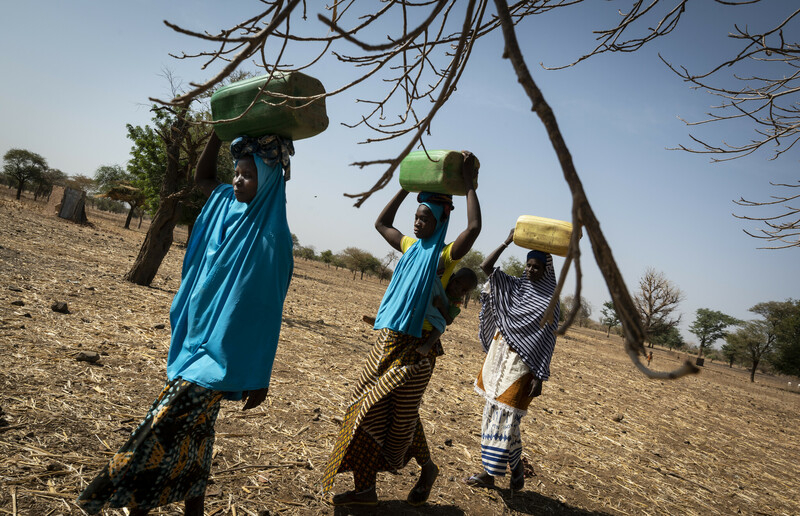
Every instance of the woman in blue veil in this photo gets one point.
(381, 430)
(225, 321)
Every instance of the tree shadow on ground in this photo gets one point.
(398, 507)
(531, 502)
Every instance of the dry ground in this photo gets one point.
(602, 439)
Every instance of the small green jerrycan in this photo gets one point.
(290, 118)
(442, 175)
(543, 234)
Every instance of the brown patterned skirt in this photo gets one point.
(167, 458)
(381, 429)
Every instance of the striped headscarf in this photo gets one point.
(515, 306)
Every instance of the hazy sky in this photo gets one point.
(77, 72)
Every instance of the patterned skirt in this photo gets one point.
(167, 458)
(505, 383)
(381, 430)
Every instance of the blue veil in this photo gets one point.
(408, 295)
(226, 316)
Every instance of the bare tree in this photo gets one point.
(610, 318)
(755, 341)
(23, 166)
(782, 228)
(421, 64)
(657, 301)
(584, 308)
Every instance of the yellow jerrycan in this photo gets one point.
(543, 234)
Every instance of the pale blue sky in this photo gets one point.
(77, 72)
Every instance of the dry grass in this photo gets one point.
(710, 444)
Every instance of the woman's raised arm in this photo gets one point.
(488, 264)
(463, 243)
(205, 175)
(385, 222)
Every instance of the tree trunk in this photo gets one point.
(156, 243)
(130, 216)
(159, 235)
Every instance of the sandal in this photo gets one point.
(420, 492)
(366, 497)
(518, 481)
(480, 480)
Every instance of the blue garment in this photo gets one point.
(408, 295)
(433, 315)
(226, 316)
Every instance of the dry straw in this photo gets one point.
(602, 439)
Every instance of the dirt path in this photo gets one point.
(602, 439)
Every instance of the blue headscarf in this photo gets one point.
(226, 316)
(409, 293)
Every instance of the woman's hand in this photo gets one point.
(255, 398)
(468, 171)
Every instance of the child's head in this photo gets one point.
(535, 266)
(245, 179)
(461, 282)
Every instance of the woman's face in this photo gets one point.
(424, 222)
(245, 180)
(534, 270)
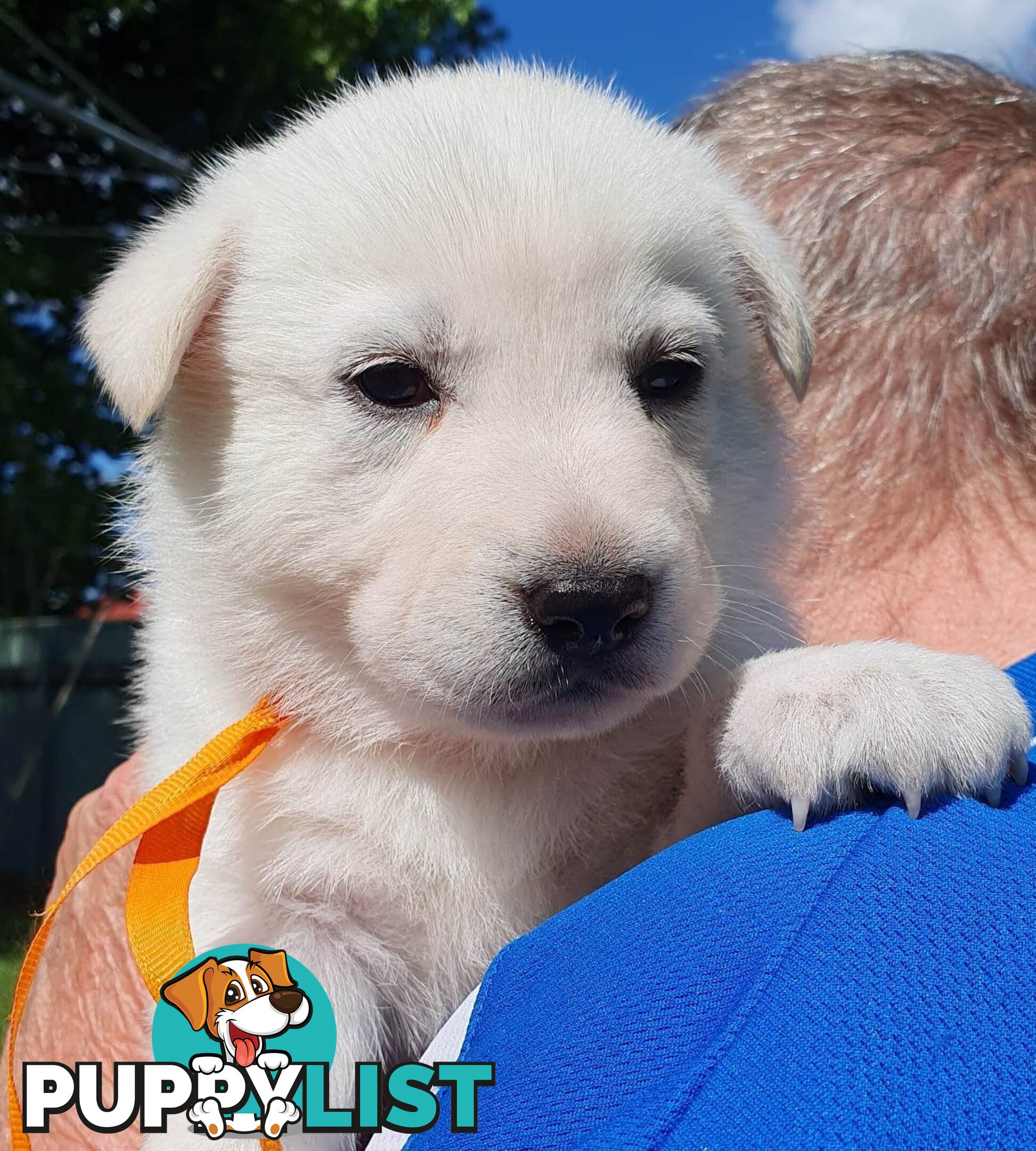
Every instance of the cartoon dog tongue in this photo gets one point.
(246, 1047)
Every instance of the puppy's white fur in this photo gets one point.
(520, 234)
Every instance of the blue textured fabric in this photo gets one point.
(863, 984)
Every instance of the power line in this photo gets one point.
(86, 85)
(80, 118)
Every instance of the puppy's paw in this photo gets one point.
(208, 1065)
(817, 727)
(208, 1113)
(279, 1113)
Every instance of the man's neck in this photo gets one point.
(970, 590)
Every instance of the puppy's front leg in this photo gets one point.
(815, 727)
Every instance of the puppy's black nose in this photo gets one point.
(286, 999)
(585, 616)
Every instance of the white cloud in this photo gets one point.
(997, 33)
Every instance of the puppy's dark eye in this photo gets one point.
(395, 385)
(673, 379)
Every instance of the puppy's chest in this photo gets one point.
(432, 874)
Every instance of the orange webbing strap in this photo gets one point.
(170, 821)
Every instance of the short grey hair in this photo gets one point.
(906, 185)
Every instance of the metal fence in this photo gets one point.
(62, 706)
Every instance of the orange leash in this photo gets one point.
(170, 820)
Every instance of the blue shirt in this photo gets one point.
(863, 984)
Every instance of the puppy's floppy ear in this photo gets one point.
(189, 993)
(275, 965)
(772, 287)
(141, 319)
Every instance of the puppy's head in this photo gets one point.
(455, 406)
(240, 1001)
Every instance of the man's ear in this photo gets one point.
(189, 993)
(275, 965)
(773, 289)
(142, 318)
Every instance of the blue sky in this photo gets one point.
(659, 51)
(665, 51)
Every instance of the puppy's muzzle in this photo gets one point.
(589, 616)
(286, 1001)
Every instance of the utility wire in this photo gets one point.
(154, 155)
(86, 85)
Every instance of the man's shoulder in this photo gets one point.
(732, 990)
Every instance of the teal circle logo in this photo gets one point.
(249, 1005)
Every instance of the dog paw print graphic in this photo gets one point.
(257, 1013)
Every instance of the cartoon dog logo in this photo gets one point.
(242, 1002)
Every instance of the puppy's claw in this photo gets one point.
(801, 812)
(912, 799)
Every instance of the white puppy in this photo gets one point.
(460, 451)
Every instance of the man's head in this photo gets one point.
(906, 184)
(455, 383)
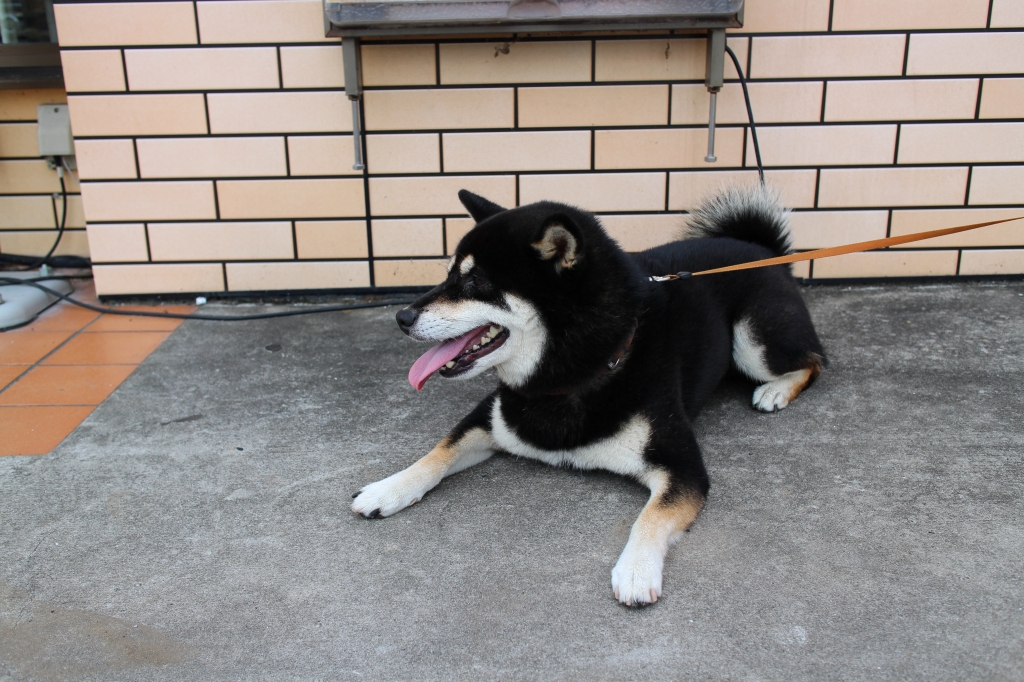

Task details: Count the lines in the entries above that contain the word "woman", and reply with only the number.

Complete answer: 4